WORK TO DO:
Gather every line in the records below that contains the string "white" and copy each one verbatim, in its original order.

EXERCISE MATERIALS:
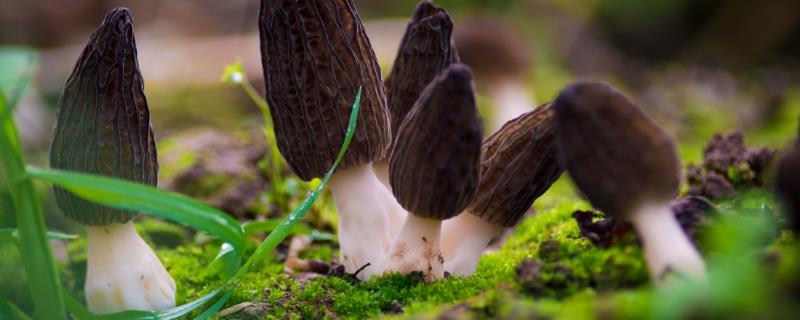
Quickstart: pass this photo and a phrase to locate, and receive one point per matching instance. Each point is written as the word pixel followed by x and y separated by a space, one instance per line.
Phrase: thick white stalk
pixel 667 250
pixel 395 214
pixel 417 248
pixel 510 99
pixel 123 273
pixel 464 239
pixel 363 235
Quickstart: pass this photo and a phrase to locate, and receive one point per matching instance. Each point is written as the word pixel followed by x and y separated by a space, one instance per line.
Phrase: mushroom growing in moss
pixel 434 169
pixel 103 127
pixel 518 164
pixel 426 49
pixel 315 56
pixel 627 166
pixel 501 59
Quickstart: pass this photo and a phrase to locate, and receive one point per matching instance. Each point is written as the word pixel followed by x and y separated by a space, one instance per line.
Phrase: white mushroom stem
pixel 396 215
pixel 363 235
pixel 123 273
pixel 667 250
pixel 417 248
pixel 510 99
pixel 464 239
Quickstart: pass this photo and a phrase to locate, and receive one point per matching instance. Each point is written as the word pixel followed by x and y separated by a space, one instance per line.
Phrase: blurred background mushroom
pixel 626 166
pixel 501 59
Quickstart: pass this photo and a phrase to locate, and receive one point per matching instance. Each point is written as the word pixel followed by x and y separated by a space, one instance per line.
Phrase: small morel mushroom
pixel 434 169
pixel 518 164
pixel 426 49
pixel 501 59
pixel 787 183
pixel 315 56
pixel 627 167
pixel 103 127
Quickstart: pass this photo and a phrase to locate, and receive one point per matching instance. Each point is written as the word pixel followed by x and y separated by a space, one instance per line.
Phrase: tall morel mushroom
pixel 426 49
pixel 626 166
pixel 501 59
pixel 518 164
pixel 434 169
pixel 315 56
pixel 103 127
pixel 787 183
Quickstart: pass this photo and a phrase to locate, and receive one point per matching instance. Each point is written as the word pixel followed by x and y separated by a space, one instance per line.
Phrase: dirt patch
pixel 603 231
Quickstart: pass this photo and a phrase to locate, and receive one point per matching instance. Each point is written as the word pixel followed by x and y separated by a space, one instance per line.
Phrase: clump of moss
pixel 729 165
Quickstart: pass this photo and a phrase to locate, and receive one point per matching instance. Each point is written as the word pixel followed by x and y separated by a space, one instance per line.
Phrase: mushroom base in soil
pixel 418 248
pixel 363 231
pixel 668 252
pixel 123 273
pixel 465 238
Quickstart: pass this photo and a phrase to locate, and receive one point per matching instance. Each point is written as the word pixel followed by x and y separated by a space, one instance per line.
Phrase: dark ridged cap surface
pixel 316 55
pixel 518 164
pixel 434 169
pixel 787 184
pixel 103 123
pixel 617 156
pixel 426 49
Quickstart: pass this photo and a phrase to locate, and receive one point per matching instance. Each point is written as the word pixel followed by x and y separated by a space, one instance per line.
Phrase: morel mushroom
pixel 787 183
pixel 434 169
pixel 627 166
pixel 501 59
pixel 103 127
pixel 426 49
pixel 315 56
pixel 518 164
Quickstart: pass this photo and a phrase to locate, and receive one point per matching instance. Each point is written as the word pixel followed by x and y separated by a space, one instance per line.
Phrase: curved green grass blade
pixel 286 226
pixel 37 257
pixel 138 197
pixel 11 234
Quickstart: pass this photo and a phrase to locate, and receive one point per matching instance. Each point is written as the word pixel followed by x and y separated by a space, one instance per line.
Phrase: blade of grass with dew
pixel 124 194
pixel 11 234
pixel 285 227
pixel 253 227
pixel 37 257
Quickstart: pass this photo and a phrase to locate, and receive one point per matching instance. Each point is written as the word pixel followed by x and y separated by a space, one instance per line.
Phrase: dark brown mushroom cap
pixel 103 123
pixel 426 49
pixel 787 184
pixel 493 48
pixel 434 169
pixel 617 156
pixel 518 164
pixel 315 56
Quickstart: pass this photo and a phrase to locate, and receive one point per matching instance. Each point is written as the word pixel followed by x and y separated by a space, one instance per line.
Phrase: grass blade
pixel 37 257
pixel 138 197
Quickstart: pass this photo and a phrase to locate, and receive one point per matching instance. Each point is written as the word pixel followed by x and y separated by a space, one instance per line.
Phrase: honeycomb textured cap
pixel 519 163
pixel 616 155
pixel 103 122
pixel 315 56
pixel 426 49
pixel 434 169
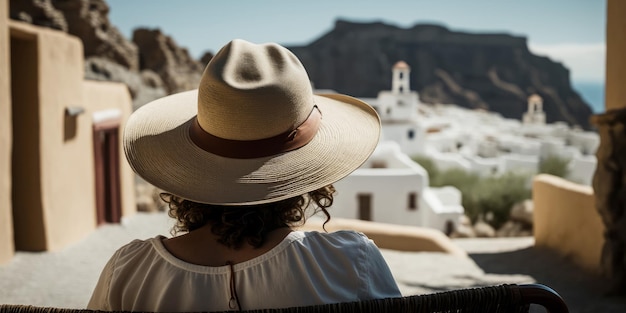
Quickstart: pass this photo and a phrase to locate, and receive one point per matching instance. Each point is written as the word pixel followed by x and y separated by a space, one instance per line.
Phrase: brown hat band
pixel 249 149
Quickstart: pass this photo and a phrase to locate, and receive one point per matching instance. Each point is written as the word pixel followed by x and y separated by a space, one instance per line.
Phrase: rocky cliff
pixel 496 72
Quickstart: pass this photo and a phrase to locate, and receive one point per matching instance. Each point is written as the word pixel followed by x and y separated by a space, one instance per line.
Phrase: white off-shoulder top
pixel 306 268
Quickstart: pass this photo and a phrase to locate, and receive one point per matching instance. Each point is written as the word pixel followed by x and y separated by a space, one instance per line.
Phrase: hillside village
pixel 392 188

WRITTEN RESPONSE:
Phrase: thick white stalk
Phrase: white mushroom stem
Phrase: white off-shoulder top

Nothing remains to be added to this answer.